▸ REQUIRED TASKS:
1) According to the forum thread on MOSFET voltage drop, why is the voltage drop across the high-side FET about zero when that FET is off? Answer in one to three sentences.
2) Repeat word for word the part of the MOSFET thread that opens with the words containing "When there is" and closes with "1-100 mOhm range.".

-------- TEXT TO READ --------

And in terms of current, what current will be crossing the transistor?


Thank you.
 

Hi,

As you wrote: To make the NMOS conductive V_gs needs to be higher than the V_gs_th.
It needs to be a couple if volts higher. The datasheet tells you details.

The voltage drop V_DS depends on the current. If the High side FET is OFF, then there is about zero current, thus about zero voltage drop.
When there is current at the output, then this will determine the voltage drop ... according Ohm's law using R_ds_on.

Your headline talks about "switch" which means "digital" operation. Either ON or OFF.
But in the text you talk about "analog" design. Not "switching".


Klaus
 

The voltage drop on a MOSFET is Vds=Rdson*I, where Rdson is a MOSFET resistance in ON state, and I is the current.
It determines the power dissipation P=Vds^2/Rdson, and power efficiency of a DC-DC converter (static power dissipation part).

In power FETs, typical Rdson resistance is in 1-100 mOhm range.
Typical currents (in DC-DC converters) is from fraction of amp to several amps.

In an inverter, one of the MOSFETs is closed, so the current is zero, and voltage drop on the open MOSFET is zero too - so that output voltage is equal to Vss or Vdd voltage.

-------- INFORMATION SHOWN --------

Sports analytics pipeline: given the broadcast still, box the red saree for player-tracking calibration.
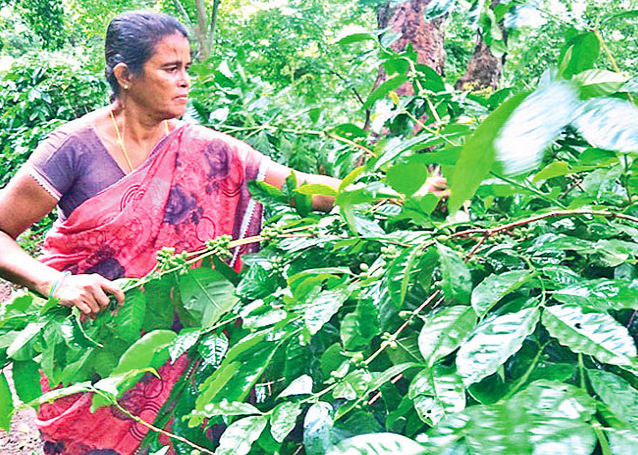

--------
-------- INFORMATION SHOWN --------

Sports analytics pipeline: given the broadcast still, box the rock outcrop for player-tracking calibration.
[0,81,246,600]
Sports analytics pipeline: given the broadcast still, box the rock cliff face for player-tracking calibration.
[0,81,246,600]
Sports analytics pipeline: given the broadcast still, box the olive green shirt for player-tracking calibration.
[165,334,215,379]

--------

▸ PER-TASK OUTPUTS:
1) When the high-side FET is off, almost no current flows through it. The voltage drop V_DS depends on the current, so the drop is also about zero.

2)
When there is current at the output, then this will determine the voltage drop ... according Ohm's law using R_ds_on.

Your headline talks about "switch" which means "digital" operation. Either ON or OFF.
But in the text you talk about "analog" design. Not "switching".


Klaus
 

The voltage drop on a MOSFET is Vds=Rdson*I, where Rdson is a MOSFET resistance in ON state, and I is the current.
It determines the power dissipation P=Vds^2/Rdson, and power efficiency of a DC-DC converter (static power dissipation part).

In power FETs, typical Rdson resistance is in 1-100 mOhm range.